- _Direction A_: In the text on simulating connected objects, what two informal names are given for a point-to-point constraint?
- _Direction B_: Continue the text on simulating connected objects from its final sentence.

- _Supplied text_:
----------------------------------------
We can model the movement of an isolated object using $F = m\ \ddot{x}$ and $\tau = I \dot\omega + \omega \times (I\ \omega)$.

But objects are often connected and are constrained to move together.

Here we'll look at a particular constraint and how to simulate it.

Derivatives of local vectors

First we'll look at the derivatives of vectors attached to moving objects, as these are necessary in formulating constraints.

Below is an object rotating with angular velocity $\omega$ about its centre of mass, $x$. A point $c$, on the surface of the object, is defined by the vector from the origin of the local coordinate system (i.e. the centre of mass) to the point on the boundary.

The point, $c$, has velocity $\dot{c}$: $$\begin{array}{rcl} \dot{c} &=& {d \over dt}\ c \\ &=& w \times c \end{array}$$

Its acceleration is $\ddot{c}$: $$\begin{array}{rcl} \ddot{c} &=& {d \over dt}\ \dot{c} \\ &=& {d \over dt}\ (\omega \times c) \\ &=& \left({d \over dt}\ \omega\right) \times c + w \times \left( {d \over dt}\ c \right) \\ &=& \underbrace{\dot\omega \times c}_\textrm{tangential} + \underbrace{\omega \times (\omega \times c)}_\textrm{centripetal} \end{array}$$

Furthermore, $${d \over dt}\ (x+c) = \dot{x} + \omega \times c$$

and $${d^2 \over dt^2}\ (x+c) = \ddot{x} + \dot\omega \times c + \omega \times (\omega \times c)$$

Point-to-point constraint

A point-to-point constraint ensures that a point, $c_1$, on one object remains in contact with a point, $c_2$, on another object. This can be considered a "ball in socket" or "hip joint".
----------------------------------------
(Data items)
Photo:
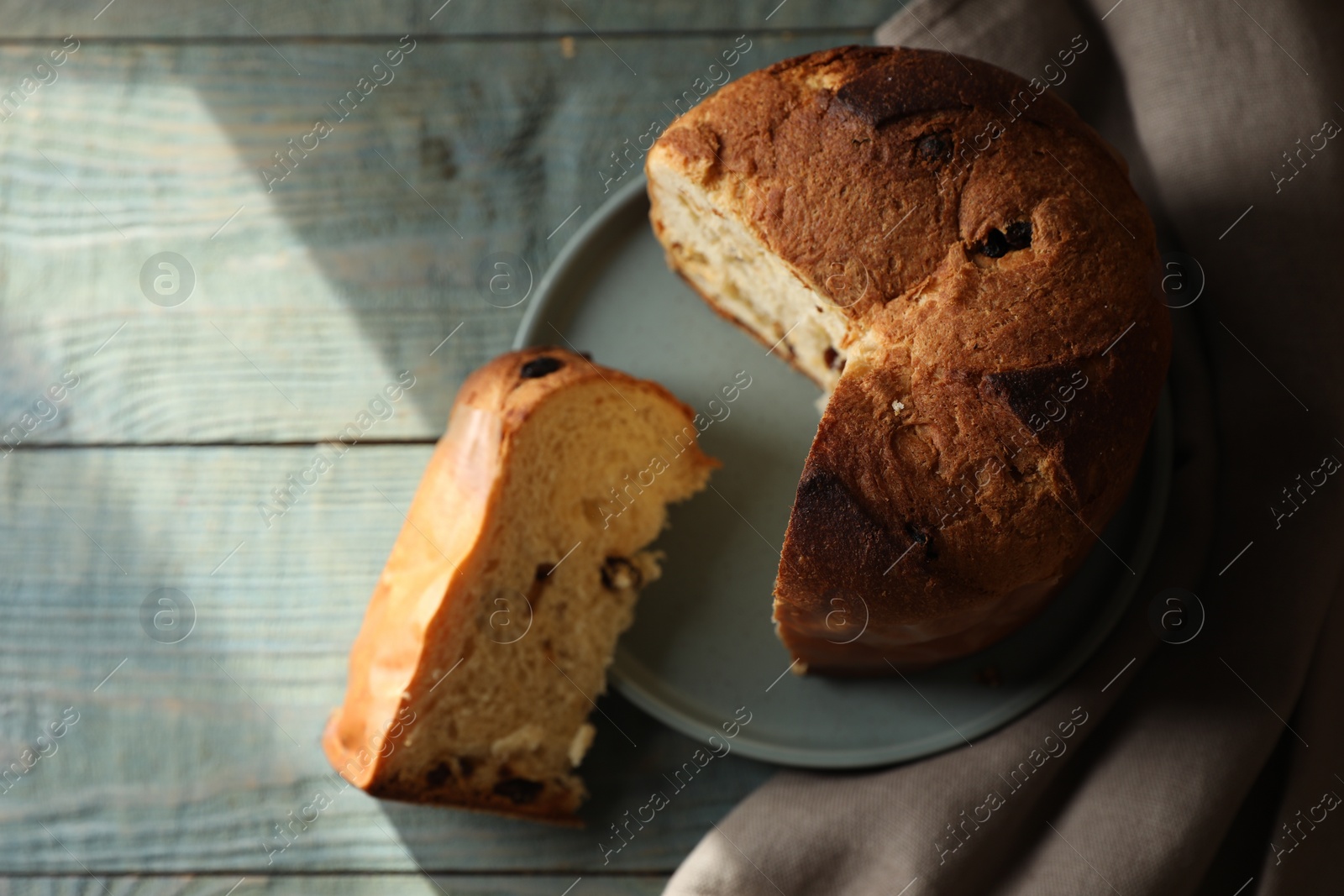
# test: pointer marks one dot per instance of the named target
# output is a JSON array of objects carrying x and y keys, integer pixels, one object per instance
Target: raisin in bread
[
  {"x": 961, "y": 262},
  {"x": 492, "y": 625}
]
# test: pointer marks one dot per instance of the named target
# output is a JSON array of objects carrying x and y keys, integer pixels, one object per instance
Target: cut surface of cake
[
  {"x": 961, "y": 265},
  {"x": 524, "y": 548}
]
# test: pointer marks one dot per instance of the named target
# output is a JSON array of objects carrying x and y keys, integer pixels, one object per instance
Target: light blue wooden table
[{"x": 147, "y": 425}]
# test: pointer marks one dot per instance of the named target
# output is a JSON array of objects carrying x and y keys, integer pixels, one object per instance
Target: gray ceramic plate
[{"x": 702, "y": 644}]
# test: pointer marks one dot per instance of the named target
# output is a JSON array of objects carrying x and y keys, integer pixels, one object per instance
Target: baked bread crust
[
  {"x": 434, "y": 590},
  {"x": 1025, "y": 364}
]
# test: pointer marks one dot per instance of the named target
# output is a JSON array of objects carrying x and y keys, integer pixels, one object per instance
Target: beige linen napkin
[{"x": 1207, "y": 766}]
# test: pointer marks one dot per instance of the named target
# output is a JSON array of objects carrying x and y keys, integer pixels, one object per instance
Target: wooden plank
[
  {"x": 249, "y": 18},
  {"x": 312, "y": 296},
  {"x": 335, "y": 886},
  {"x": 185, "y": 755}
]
----------------------------------------
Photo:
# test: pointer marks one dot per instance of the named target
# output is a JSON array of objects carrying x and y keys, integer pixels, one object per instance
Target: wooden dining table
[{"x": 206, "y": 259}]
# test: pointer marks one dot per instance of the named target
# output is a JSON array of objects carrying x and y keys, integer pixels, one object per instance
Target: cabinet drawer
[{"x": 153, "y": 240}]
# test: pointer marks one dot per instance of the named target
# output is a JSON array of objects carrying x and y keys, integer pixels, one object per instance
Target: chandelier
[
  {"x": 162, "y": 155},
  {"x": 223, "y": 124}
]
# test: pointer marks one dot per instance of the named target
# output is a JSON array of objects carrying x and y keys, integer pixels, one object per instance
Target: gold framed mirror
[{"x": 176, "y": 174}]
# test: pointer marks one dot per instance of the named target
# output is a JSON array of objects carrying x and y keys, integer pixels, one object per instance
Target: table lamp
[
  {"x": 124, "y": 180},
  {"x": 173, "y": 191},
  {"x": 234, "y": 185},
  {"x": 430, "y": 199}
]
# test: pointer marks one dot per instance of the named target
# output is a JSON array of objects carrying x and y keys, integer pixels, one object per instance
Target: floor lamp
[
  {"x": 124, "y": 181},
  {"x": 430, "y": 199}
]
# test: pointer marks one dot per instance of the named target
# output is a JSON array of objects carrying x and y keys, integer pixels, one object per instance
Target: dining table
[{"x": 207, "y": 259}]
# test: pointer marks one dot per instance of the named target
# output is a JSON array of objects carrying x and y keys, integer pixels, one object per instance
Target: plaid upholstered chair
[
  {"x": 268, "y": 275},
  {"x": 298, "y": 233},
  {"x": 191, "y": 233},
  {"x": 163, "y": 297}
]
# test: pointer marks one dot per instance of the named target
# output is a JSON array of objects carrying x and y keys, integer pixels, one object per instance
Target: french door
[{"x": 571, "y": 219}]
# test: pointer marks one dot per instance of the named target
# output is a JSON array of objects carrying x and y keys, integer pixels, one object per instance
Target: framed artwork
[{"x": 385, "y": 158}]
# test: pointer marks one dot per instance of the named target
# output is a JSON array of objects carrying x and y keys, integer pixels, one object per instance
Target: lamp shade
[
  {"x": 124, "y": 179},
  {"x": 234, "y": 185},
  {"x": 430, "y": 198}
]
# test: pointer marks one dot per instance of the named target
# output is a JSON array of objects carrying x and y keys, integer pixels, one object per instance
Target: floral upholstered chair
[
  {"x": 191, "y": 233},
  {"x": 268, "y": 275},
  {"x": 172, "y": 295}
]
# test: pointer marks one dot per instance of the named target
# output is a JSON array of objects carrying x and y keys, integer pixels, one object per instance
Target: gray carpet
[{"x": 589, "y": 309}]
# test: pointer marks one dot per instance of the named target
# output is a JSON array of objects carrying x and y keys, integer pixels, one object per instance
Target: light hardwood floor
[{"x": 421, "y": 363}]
----------------------------------------
- _Exercise result A_: A "ball in socket" or a "hip joint."

- _Exercise result B_:
To maintain contact between $c_1$ and $c_2$, we need a force acting at that point of contact. The force acts positively on one object (say $O1$) and negatively on the other object (say $O2$):

We must include this force in the equations of motion of the two objects. Note that the force induces a torque, $c \times F$. We'll also include a gravitational force, $m\ g$: $$\begin{array}{rcl} F + m_1\ g &=& m_1\ \ddot{x_1} \\ c_1 \times F &=& I_1\ \dot\omega_1 + \omega_1 \times (I_1\ \omega_1) \\ \\ -F + m_2\ g &=& m_2\ \ddot{x_2} \\ c_2 \times (-F) &=& I_2\ \dot\omega_2 + \omega_2 \times (I_2\ \omega_2) \\ \end{array}$$

Each equation above is a vectorial equation, so is really three scalar equations in $x$, $y$, and $z$.

Now we have 15 scalar unknowns $$\ddot{x_1}, \dot\omega_1, \ddot{x_2}, \dot\omega_2, F$$

and only 12 scalar equations (3 for each equation above).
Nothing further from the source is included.